__Exercise objective__. Below are records to repeat exactly; do not include any pictures.

__Input material__.
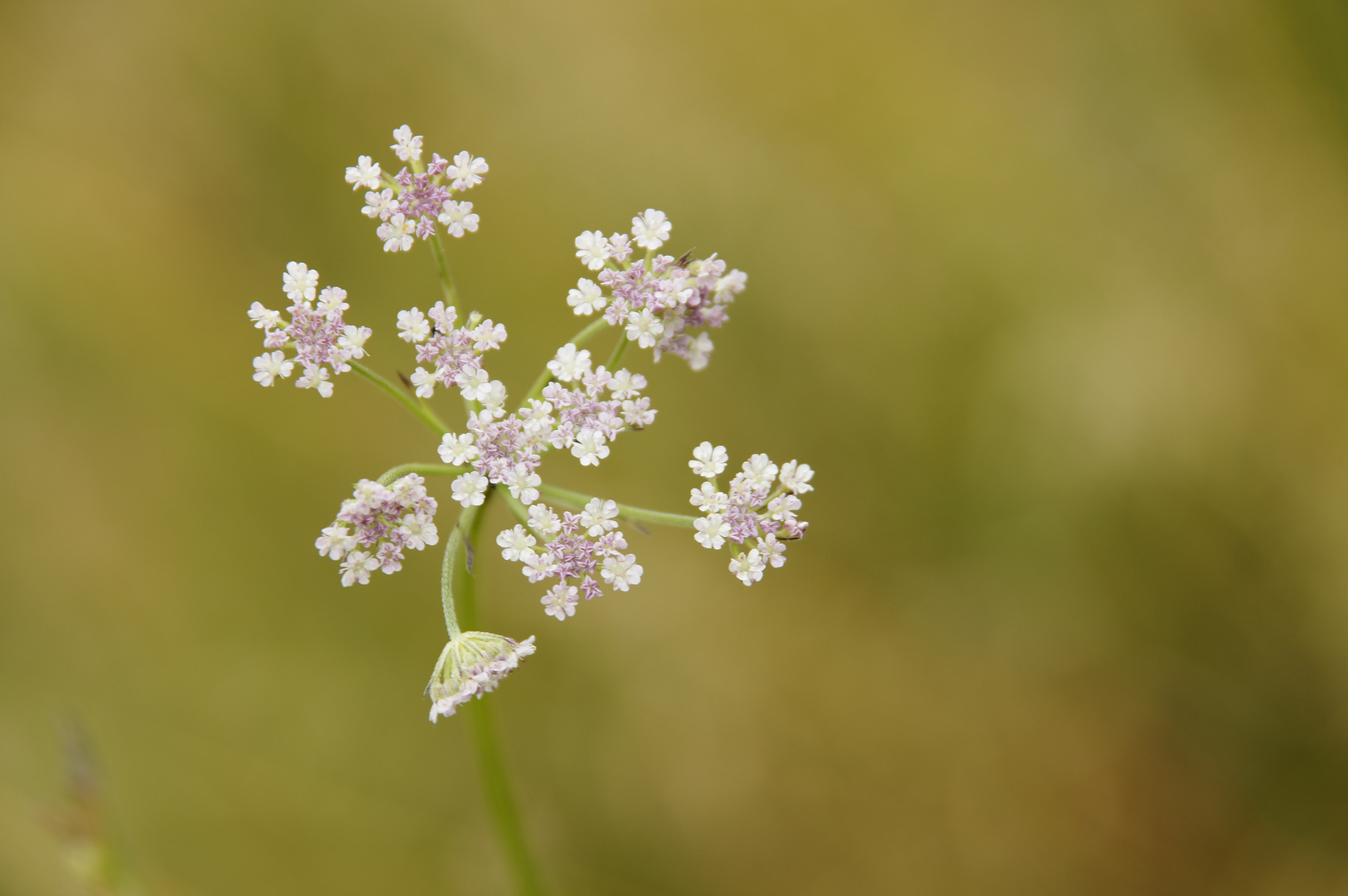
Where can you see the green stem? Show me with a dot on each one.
(425, 416)
(577, 499)
(499, 799)
(446, 282)
(425, 469)
(578, 340)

__Solution to this problem__.
Where can you see the green stem? Show me with a dot on each one.
(425, 416)
(577, 499)
(499, 799)
(446, 282)
(425, 469)
(578, 340)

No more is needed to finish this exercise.